GIVEN REQUEST 1
Answer these from the text on the Gilbert Stuart Birthplace and Museum, labeling each answer with its letter:
(a) In what town and state is the museum located?
(b) What did Stuart's father grind into snuff?
(c) To what city did the family move when Stuart was six years old?
GIVEN REQUEST 2
In the text on the Gilbert Stuart Birthplace and Museum, rewrite the stretch from "The house on" through "Newport, Rhode Island.", swapping "basement" for "cellar".
GIVEN REQUEST 3
Extend the text on the Gilbert Stuart Birthplace and Museum, picking up after its final sentence.

The Gilbert Stuart Birthplace and Museum is located in Saunderstown, Rhode Island. Gilbert Stuart was born on December 3, 1755, in the colonial-era house located on the property, becoming a famous American portraitist of the 18th and 19th centuries. The museum consists of the 1750 house in which Stuart was born, an operational snuff mill, an operational grist mill, a mill pond, streams, a fish ladder, nature trails, an herb garden, and a welcome center and art gallery.

History 

The house on the property was built in 1751, and Gilbert Stuart lived there for six years. His father operated the family business in the basement of the house, where a water-powered snuff mill was located. He ground dried tobacco leaves into snuff, a fine powder used widely in the colonial era, and his was actually the first such mill in America. When Stuart was six years old, his family moved to Newport, Rhode Island.

MATERIAL
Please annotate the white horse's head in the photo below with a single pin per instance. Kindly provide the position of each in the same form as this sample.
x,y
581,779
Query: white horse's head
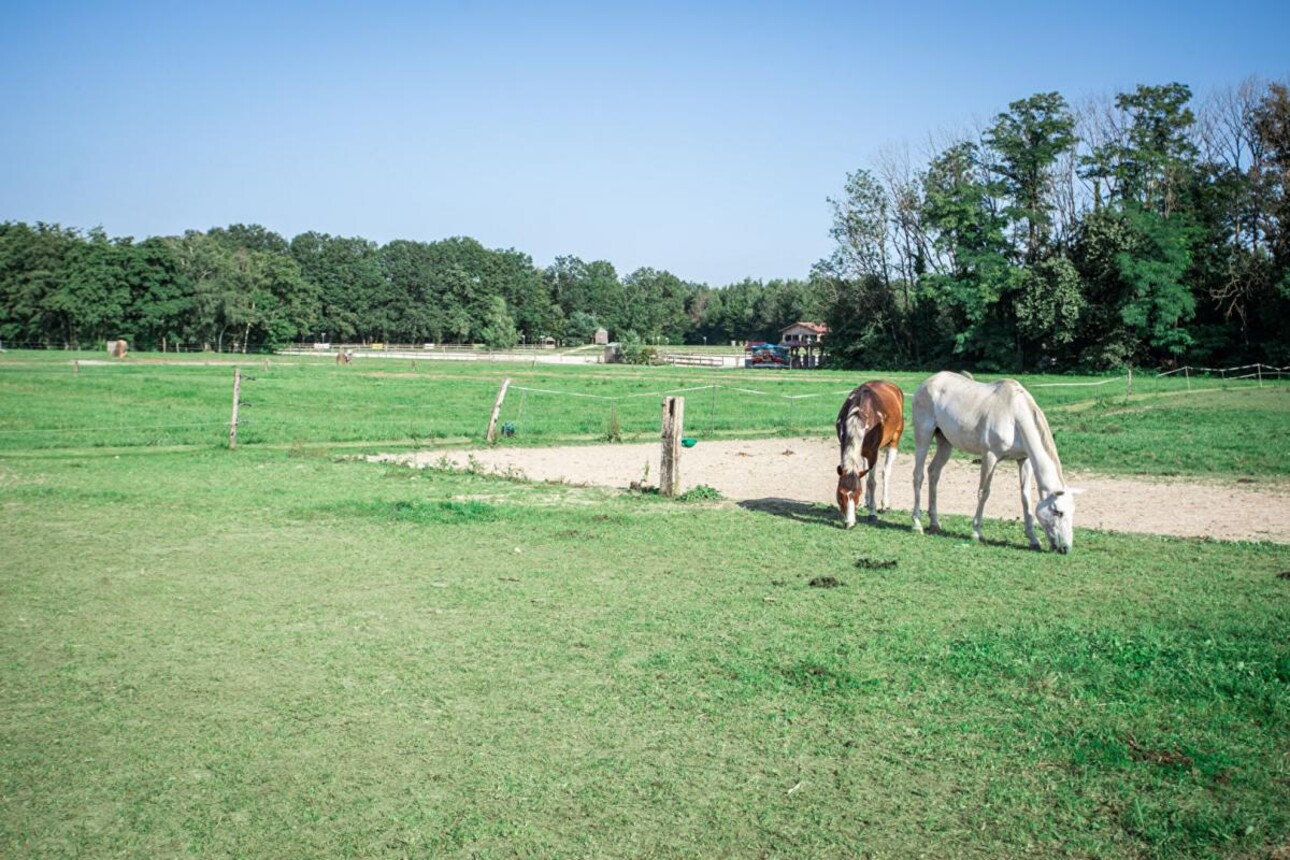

WRITTEN RESPONSE 1
(a) Saunderstown, Rhode Island
(b) Dried tobacco leaves
(c) Newport, Rhode Island

WRITTEN RESPONSE 2
The house on the property was built in 1751, and Gilbert Stuart lived there for six years. His father operated the family business in the cellar of the house, where a water-powered snuff mill was located. He ground dried tobacco leaves into snuff, a fine powder used widely in the colonial era, and his was actually the first such mill in America. When Stuart was six years old, his family moved to Newport, Rhode Island.

WRITTEN RESPONSE 3
The house served as a private residence and a tavern during the 18th century, and the snuff mill and water wheel were lost. In 1930, the building was restored to its colonial state by Norman Isham and was opened to the public as a museum in 1931. Many of the house's original wood beams remained intact. It also retained its original four corner fireplaces, one in each room in the house. An English snuff mill built in the early 1730s was transported to the property during the restoration, and it is considered faithful in design to the original snuff mill. In addition, a new water wheel was built and attached to the side of the house, allowing the mill to operate by water power from Mattatuxet Brook. An original colonial-era gristmill was built in 1757 and owned by Benjamin Hammond, fitted with a water wheel. The mill remained inoperable until 2007, when the waterwheel was reconnected to the mill's operating gears.

The site was designated a National Historic Landmark in 1965 and was added to the National Register of Historic Places in 1966.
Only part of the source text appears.